Mother's Day Ideas? says
None of the pools around us open for 2 more weeks unfortunately. And I looked at the the nearby “local” resort (which does have an open pool), but they are booked solid. I may go pick up a kiddie pool for the backyard – the baby loves to swim.
Anon in NYC says
There’s an art museum near me that has a big open space on one floor where a lot of people bring their kids during bad weather. It’s a way to get out of the house but also be indoors, and where your kid won’t wreck anything! I would never have realized this until another family suggested meeting up there. Maybe one of the museums near you has a similar set up?
Mother's Day Ideas? says
Thanks. Will look into this.
Amelia Bedelia says
you are in DC, right? the portrait gallery is awesome for this. the atrium has water feature on the floor to play and it is bright and airy and FREE. we go all the time and my kiddos love it.
NewMomAnon says
Second this! We have a local art museum that actually has a dedicated space for families with little kiddos.
Anon says
Our local library (and several of the surrounding suburbs) has a huge children’s area with large play spaces. On “busy” weekends they put out these giant foam blocks in a separate area for bigger kids, and then younger kids can play with the puppets and activity boards. You could check yours out as well.
Legally Brunette says
I’m also in DC. We plan to pack a picnic and go to the Butterfly exhibit at Brookside Gardens (live butterflies). It’s supposed to be lovely, we have never been. There is a children’s garden with a treehouse for the kids to climb, a tortoise pond and tons of other stuff to do (it’s 50 acres, evidently). It opens at 9 am, and we plan to go on the early side to avoid the heat.
Last year, we packed a picnic (see a trend here? :)) and went to the National Arboretum which was so beautiful.
Amelia Bedelia says
the butterfly exhibit is back? wonderful!
it is a very small room, but wonderful butterflies in it. so beautiful. and the gardens are wonderful and great walking fun.
Penelope says
It sounds like you are near DC. The zoo would be too much for me too! The Museum of the American Indian has awesome kids area that is our go to for rainy days. A 9 month old would love watching the kids playing and there is a small baby area+ really tasty cafeteria. The Botanical Garden is also kid friendly (atrium) and if the weather cooperates you can have a picnic in front of Congress. Navy Yard (specifically Canal Park) might also be good for a 9 month old. You get coffee and bagel at the bagel shop, let the kid splash around in the two inches of water, see the waterfall and big kid wading area, and head home for naptime. Enjoy!
Mother's Day Ideas? says
Thanks ladies. I’m actually way, way out in the DC suburbs in Loudoun county – the zoo is attractive because we get free parking with our membership, but some of the other stuff downtown is a challenge because of the parking situation. My husband suggested a local coffee shop that has a crawler-friendly play area, so I think we will check that out in the air-conditioning!

* _GOAL_
In the comment thread about Mother's Day outings, which county does the commenter named "Mother's Day Ideas?" say they live in?

* _DATA SUPPLIED_
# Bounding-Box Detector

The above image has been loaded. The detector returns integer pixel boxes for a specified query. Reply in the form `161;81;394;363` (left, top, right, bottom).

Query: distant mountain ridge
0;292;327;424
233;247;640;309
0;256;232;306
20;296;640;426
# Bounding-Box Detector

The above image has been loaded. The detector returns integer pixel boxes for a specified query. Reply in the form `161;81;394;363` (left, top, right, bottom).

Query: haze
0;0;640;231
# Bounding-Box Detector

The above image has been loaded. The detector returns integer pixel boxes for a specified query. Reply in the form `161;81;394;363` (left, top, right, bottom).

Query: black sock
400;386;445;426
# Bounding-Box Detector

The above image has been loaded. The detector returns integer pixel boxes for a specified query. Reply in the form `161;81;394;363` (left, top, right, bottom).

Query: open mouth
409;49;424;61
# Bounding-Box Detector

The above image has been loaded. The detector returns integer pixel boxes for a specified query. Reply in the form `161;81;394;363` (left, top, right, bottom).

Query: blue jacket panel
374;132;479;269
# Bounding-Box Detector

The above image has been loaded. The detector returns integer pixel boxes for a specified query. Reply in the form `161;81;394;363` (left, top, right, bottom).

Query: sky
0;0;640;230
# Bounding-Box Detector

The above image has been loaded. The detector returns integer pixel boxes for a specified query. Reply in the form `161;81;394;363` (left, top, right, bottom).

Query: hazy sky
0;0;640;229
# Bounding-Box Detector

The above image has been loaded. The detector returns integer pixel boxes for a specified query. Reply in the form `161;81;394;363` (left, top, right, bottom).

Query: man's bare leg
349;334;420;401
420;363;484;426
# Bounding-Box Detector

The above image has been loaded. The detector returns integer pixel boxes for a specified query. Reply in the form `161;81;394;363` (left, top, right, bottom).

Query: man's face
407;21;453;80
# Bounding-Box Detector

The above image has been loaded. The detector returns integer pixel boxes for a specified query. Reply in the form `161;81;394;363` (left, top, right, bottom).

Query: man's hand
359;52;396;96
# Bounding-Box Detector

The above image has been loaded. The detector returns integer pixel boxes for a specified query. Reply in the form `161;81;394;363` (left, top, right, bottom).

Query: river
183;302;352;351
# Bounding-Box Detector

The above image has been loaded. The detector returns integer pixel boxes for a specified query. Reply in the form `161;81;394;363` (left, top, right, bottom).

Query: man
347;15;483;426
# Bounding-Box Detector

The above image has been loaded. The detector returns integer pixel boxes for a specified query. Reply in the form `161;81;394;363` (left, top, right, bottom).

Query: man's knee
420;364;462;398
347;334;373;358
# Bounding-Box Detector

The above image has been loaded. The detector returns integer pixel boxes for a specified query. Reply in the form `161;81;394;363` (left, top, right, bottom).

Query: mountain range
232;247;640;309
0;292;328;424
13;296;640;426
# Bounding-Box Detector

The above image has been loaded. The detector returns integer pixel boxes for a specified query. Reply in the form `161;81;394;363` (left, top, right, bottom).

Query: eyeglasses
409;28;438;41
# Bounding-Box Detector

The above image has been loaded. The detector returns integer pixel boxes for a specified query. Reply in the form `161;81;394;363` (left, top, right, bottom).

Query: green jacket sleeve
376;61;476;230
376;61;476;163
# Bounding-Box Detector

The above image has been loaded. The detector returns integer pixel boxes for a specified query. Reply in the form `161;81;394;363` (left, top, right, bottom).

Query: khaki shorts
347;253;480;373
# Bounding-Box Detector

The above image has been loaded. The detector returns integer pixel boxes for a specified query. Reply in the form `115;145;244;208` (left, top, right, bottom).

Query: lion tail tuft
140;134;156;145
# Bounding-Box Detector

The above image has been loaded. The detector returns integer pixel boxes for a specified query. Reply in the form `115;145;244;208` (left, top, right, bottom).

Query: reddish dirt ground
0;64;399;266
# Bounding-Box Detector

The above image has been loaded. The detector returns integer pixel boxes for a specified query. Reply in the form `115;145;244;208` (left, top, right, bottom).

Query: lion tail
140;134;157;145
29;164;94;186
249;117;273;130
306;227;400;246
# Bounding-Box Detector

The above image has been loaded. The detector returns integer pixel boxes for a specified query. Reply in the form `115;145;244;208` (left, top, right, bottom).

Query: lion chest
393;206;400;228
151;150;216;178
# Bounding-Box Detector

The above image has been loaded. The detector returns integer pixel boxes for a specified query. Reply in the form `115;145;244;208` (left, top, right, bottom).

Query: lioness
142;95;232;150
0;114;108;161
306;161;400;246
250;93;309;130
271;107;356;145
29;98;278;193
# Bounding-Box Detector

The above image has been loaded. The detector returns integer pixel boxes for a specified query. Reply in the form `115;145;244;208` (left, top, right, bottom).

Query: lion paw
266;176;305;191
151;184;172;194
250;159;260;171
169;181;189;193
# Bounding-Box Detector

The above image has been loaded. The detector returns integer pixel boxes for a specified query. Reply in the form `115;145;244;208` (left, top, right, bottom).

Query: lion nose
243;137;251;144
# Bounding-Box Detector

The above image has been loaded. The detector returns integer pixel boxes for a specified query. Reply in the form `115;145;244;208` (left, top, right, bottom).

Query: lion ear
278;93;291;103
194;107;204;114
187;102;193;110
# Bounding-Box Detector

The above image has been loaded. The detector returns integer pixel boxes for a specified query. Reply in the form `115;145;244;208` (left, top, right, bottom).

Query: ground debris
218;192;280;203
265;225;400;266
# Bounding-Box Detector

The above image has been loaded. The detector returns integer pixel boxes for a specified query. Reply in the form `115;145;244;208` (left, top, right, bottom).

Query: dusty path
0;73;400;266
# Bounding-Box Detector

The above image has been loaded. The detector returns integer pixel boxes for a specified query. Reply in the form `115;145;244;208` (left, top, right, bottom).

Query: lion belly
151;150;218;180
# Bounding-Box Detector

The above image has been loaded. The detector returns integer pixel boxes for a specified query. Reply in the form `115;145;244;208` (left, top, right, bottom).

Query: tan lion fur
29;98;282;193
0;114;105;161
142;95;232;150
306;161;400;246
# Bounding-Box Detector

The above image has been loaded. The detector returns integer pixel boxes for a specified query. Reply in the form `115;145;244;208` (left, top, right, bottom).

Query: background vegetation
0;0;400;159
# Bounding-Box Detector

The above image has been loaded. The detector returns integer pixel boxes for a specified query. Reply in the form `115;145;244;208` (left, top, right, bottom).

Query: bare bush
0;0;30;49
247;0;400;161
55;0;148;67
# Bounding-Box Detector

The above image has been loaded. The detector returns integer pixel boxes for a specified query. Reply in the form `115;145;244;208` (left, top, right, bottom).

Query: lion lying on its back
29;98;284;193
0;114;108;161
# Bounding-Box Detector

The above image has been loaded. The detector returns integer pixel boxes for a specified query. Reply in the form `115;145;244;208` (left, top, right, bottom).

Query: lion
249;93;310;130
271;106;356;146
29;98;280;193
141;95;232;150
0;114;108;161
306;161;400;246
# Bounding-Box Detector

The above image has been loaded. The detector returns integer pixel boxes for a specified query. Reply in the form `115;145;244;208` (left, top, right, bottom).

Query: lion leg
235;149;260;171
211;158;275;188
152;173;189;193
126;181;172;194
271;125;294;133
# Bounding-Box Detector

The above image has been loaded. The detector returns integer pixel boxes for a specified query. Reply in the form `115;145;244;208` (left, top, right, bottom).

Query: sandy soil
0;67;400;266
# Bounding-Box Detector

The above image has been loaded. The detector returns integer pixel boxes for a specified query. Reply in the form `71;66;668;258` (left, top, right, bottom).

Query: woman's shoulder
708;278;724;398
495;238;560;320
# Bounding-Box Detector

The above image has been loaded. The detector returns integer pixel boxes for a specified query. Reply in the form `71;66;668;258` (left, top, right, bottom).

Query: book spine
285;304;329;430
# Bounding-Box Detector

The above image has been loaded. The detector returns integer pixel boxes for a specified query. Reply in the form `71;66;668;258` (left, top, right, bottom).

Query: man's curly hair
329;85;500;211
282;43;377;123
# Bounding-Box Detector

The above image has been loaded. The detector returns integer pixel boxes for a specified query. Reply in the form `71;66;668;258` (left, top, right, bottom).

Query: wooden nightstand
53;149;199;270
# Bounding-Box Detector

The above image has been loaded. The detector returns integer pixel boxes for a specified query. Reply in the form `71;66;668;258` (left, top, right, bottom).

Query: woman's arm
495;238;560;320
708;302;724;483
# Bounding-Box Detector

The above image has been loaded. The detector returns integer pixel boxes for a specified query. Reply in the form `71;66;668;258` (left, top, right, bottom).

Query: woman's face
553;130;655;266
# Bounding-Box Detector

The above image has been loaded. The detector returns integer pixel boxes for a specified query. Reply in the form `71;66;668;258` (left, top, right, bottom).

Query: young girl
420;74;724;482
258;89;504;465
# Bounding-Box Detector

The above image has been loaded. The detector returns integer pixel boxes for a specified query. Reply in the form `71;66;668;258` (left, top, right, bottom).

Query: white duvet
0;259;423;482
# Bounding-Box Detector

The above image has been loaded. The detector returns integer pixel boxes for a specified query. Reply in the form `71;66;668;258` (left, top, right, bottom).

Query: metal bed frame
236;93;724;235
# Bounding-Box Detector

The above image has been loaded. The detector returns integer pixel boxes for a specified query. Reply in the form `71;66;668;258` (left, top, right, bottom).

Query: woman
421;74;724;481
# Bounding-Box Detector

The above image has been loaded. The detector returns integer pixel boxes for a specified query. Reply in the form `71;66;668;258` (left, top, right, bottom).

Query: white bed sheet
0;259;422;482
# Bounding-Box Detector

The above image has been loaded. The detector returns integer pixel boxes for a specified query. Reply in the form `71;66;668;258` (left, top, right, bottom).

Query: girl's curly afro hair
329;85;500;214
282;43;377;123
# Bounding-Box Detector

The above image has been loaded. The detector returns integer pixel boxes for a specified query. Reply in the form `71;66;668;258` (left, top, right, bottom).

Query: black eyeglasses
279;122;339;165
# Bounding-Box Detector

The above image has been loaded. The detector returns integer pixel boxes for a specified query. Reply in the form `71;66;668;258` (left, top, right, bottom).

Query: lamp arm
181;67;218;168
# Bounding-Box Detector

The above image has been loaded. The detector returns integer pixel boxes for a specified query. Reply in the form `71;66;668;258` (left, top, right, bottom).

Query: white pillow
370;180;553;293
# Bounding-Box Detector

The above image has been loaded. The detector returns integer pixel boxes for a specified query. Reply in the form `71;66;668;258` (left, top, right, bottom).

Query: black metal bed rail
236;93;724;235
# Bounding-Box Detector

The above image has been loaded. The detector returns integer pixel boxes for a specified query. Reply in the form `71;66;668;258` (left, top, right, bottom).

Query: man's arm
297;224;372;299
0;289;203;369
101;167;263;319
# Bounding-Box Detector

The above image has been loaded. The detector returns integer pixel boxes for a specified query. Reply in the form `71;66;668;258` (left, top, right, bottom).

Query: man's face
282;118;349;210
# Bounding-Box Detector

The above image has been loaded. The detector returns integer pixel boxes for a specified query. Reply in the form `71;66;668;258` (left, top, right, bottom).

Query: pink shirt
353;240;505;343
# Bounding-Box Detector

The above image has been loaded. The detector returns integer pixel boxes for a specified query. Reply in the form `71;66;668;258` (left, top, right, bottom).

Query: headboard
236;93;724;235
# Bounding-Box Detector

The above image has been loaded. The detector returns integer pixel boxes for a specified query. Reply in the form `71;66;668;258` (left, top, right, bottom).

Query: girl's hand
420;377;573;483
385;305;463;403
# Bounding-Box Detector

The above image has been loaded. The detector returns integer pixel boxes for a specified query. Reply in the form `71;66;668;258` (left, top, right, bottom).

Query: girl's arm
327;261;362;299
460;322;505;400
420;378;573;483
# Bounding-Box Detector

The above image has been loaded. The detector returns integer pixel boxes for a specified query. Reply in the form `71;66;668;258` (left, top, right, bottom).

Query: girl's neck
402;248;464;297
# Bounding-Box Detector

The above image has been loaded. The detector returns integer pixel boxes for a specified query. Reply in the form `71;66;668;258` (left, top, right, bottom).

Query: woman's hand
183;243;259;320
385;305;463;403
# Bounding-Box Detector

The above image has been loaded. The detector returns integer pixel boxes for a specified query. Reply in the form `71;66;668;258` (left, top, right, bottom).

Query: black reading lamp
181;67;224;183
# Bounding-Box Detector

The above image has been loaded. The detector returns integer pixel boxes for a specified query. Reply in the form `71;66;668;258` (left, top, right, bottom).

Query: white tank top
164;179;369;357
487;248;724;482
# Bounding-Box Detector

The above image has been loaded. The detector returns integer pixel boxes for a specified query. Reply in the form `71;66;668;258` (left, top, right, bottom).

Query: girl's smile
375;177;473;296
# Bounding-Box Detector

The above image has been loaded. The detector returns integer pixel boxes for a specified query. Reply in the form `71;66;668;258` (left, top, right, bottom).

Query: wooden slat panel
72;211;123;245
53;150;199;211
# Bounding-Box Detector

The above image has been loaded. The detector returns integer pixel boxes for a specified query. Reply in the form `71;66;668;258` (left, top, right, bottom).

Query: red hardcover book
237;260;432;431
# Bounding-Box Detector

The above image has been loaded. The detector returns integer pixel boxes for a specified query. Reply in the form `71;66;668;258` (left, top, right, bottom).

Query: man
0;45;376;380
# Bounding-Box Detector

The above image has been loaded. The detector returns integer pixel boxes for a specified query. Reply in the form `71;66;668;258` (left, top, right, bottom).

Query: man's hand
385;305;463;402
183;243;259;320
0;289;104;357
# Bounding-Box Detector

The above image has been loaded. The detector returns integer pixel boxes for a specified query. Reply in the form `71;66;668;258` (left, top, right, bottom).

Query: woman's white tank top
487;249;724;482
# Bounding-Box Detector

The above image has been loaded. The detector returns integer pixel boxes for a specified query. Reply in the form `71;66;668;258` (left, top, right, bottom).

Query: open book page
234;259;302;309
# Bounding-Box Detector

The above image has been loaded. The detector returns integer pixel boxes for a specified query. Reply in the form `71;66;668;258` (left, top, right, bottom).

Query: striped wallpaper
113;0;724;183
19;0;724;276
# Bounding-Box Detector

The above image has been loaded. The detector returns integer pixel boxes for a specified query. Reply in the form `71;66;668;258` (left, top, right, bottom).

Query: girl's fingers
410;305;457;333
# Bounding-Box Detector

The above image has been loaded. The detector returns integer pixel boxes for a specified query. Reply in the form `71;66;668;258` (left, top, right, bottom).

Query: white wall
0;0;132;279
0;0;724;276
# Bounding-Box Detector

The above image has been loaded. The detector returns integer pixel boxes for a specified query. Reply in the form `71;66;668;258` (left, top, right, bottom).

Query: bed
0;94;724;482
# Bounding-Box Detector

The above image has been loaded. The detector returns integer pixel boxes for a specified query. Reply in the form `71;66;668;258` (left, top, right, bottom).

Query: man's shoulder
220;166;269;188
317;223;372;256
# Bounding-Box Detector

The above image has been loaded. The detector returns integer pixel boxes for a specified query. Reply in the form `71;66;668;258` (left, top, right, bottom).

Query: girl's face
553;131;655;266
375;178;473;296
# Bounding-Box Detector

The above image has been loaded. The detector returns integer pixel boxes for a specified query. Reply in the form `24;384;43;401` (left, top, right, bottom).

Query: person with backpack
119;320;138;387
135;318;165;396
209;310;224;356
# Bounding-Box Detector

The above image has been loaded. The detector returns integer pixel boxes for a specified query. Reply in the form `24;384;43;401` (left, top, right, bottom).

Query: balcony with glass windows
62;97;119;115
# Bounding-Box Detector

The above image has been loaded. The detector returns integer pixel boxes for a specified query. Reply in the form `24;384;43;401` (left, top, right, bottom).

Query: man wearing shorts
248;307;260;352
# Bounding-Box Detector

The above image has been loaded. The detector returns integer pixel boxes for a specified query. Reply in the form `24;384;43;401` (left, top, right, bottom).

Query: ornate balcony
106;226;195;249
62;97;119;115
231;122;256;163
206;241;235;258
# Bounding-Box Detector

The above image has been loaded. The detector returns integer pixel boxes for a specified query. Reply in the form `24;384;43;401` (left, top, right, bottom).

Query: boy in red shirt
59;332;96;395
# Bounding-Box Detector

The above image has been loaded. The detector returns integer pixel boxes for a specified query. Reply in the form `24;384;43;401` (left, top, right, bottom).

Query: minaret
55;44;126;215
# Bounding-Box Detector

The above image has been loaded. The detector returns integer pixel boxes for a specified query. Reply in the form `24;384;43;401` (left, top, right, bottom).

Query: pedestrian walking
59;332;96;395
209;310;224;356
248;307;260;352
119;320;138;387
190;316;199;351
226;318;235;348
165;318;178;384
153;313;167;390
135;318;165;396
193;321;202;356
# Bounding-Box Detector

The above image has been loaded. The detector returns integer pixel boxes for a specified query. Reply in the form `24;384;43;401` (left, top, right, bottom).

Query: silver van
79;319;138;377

* _WRITTEN REPLY_
Loudoun County, in the far-out DC suburbs.